=== RECORDS TO USE ===
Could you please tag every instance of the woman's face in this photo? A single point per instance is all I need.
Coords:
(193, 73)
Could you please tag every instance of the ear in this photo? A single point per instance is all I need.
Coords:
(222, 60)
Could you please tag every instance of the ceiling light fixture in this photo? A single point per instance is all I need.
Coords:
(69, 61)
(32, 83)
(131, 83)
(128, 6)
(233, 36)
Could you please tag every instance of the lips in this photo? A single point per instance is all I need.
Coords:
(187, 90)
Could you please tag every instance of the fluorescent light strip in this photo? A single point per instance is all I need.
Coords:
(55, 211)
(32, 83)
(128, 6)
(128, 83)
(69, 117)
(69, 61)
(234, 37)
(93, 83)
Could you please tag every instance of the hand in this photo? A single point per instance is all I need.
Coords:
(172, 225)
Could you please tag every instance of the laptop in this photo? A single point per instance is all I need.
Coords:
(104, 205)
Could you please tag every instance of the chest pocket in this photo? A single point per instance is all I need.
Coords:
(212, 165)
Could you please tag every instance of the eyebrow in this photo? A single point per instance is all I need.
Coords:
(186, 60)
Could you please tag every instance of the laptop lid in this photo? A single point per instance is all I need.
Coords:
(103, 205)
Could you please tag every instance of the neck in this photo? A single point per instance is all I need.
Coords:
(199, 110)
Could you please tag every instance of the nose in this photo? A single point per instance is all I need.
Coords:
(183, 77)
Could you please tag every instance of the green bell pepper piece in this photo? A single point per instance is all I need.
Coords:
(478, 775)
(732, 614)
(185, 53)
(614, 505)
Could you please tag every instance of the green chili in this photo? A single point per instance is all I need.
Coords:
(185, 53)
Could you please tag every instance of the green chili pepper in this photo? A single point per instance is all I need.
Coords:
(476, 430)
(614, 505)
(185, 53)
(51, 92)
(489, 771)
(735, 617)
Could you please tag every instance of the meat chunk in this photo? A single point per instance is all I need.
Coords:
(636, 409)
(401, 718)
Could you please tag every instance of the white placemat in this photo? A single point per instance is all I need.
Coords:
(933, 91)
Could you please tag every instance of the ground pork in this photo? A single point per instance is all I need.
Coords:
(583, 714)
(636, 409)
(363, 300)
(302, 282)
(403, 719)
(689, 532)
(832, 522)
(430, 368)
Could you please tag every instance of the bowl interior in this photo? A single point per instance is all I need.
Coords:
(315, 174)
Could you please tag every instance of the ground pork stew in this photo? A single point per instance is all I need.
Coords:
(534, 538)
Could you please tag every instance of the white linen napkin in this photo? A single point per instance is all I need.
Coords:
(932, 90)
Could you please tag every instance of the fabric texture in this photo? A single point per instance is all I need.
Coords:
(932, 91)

=== WHAT TO WORK ON ===
Retype the listing above, exactly and in full.

=== TASK RESPONSE ===
Could you please tag every instance of the woman's face in this photo? A single point per instance is all I need.
Coords:
(193, 73)
Could you please tag every instance of the ear in this photo? A single point per instance is all I need.
Coords:
(222, 60)
Could you please tag every instance of the ceiling light fixture in this photo? A single point per instance is all I need.
Coords:
(69, 61)
(32, 83)
(131, 83)
(128, 6)
(233, 36)
Could you please tag every instance of the lips in this photo? A single point per instance is all I need.
Coords:
(187, 90)
Could you please tag every instance of the fluorescent light strip in this photo? A single point per instance is all I need.
Coords:
(55, 211)
(32, 83)
(128, 6)
(128, 83)
(69, 117)
(69, 61)
(234, 37)
(93, 83)
Could you please tag every instance of the hand in this photo? A single point per instance is all I need.
Coords:
(172, 225)
Could you please tag every instance of the laptop in this photo? A single point per instance is all I need.
Coords:
(104, 205)
Could you please tag every instance of the chest pocket in this photo? A single point per instance is all I need.
Coords:
(212, 165)
Could you please tag every instance of the eyebrow in this photo? A single point per instance is all I need.
Coords:
(186, 60)
Could you please tag every instance of the laptop lid in this photo? A single point per instance is all I need.
Coords:
(103, 205)
Could you please tag every instance of the neck in this photo? A single point per instance is all I need.
Coords:
(199, 110)
Could you please tag every instance of the nose in this photo? A single point per instance is all I need.
Coords:
(183, 77)
Could you please tag every instance of the green bell pepper piece in this photo? A single point per instance is all I need.
Coords:
(478, 775)
(732, 614)
(185, 53)
(614, 505)
Could you please tag every instance of the green chili in this photo? A single point per instance is all I need.
Coords:
(185, 53)
Could you please tag every instance of the green chili pepper in this photo? A single point per instance is all I need.
Coords:
(476, 430)
(614, 505)
(185, 53)
(51, 92)
(489, 771)
(735, 617)
Could you please tag every instance of the meat chunk in this photo? A single point per instance is all I need.
Coords:
(636, 409)
(401, 718)
Could you please tag every instance of the white placemat in this photo? A single point per instance is all I need.
Coords:
(933, 91)
Could you please tag every instance of the ground pork in this photo? A single point per instance is all I need.
Coords:
(583, 714)
(636, 409)
(363, 300)
(302, 282)
(403, 719)
(689, 532)
(832, 522)
(430, 368)
Could you please tag every instance of the bowl interior in this photo? A single point per instance is all I need.
Coords:
(315, 174)
Could you please tag every instance of the ground pork stew in this photo? A single point per instance is all I need.
Coords:
(534, 538)
Could you please tag every instance of the white linen napkin in this photo? A single point per instance is all I need.
Coords:
(932, 90)
Could you please tag every instance of the fabric texture in this photo? A single point per instance is all I need.
Coords:
(932, 91)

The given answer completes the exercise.